Given exercise:
Please show every line in the records below that contains the string "trunk", matching case exactly.

Information provided:
##############################

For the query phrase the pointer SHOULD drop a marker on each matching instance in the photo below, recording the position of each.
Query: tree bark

##############################

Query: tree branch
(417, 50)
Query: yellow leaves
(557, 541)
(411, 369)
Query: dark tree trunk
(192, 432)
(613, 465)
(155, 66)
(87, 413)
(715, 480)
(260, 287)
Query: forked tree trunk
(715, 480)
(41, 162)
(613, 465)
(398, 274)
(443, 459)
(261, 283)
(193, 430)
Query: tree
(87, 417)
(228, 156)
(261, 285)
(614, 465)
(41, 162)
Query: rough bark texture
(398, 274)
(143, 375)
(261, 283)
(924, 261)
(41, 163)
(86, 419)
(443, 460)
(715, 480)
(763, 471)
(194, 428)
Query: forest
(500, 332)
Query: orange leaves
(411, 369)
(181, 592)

##############################

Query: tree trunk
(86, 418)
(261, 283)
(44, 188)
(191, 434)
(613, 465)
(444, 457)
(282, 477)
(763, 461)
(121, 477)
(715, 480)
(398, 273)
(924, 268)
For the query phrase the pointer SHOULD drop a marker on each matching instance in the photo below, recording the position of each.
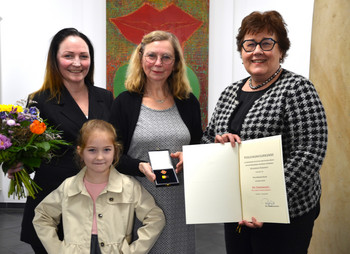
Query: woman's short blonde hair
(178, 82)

##############################

Result of this task:
Query: dark tree trunk
Query: forked tree trunk
Query: tree trunk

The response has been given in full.